=== Information shown ===
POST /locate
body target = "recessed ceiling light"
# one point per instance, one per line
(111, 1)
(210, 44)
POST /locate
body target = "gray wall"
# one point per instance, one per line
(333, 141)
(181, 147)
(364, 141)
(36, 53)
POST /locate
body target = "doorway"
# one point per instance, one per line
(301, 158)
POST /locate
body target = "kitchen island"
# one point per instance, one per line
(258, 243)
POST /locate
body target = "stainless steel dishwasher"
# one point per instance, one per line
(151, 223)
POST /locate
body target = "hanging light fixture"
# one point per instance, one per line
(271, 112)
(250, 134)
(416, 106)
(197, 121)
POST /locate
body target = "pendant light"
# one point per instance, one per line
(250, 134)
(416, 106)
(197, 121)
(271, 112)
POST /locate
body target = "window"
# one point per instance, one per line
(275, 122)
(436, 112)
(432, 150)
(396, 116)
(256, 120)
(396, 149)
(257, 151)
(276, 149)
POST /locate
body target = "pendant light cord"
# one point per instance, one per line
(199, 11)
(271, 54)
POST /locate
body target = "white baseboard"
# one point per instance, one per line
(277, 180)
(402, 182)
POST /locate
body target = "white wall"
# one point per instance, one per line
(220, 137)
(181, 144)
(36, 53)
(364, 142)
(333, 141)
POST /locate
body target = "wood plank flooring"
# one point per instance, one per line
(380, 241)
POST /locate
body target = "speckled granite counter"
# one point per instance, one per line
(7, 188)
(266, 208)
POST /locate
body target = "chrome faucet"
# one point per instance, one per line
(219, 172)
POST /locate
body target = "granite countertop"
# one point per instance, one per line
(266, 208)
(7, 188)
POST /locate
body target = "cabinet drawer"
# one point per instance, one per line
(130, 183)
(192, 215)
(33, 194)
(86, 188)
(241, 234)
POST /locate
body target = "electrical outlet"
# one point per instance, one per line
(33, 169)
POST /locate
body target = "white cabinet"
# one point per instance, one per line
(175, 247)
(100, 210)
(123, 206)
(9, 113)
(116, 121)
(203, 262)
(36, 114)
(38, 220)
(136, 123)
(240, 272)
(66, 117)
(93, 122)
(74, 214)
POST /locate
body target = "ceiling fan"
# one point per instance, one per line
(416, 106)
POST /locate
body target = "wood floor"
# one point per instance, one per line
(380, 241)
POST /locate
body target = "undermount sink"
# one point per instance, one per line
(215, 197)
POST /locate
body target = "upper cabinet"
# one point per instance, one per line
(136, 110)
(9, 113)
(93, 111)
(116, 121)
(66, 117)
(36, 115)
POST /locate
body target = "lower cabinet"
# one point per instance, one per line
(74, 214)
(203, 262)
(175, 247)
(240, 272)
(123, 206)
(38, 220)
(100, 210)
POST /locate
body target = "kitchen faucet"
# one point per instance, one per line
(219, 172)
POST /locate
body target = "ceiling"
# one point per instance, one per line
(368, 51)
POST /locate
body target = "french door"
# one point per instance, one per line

=== What you are asked to do ===
I need each line from the listing where the word "white" occurs.

=== Solution below ===
body target = "white baseboard"
body target = "white wall"
body target = "white cabinet"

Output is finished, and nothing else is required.